▶

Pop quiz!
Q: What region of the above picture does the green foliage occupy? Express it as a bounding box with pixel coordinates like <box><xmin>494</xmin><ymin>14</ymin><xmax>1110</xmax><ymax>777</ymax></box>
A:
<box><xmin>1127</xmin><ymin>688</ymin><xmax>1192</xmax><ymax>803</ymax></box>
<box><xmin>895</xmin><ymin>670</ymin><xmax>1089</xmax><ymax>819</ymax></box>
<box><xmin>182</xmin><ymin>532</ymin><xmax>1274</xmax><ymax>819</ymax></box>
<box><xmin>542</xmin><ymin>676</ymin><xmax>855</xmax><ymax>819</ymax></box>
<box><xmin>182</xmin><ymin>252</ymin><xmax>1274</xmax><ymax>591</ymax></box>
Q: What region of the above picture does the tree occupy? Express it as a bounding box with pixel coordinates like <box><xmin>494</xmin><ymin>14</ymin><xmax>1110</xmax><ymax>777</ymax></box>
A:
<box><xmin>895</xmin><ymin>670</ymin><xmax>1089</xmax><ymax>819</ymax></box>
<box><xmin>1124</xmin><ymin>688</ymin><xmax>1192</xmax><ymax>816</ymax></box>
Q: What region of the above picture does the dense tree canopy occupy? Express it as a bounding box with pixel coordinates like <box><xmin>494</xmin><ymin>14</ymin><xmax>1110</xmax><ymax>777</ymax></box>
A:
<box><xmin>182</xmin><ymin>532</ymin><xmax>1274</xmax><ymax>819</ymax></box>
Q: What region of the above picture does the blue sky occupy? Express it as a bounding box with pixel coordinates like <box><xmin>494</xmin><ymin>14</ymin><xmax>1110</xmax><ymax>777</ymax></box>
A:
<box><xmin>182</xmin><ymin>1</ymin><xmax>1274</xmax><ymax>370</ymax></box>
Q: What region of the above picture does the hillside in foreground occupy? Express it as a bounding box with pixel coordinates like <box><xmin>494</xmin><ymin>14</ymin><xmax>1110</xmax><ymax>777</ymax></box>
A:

◀

## Request
Write the lines out exactly, from the one with "Q: What region of the above picture does the blue" down to the last line of the listing, and leave out all others.

## The completed task
Q: What region of the above picture does the blue sky occupy? Express it as a bounding box with pixel coordinates like <box><xmin>494</xmin><ymin>14</ymin><xmax>1110</xmax><ymax>777</ymax></box>
A:
<box><xmin>182</xmin><ymin>1</ymin><xmax>1274</xmax><ymax>370</ymax></box>
Q: What region of the above picture does the hillside in foreground occupy? Express it as a bounding box with pixel coordinates like <box><xmin>494</xmin><ymin>14</ymin><xmax>1110</xmax><ymax>777</ymax></box>
A:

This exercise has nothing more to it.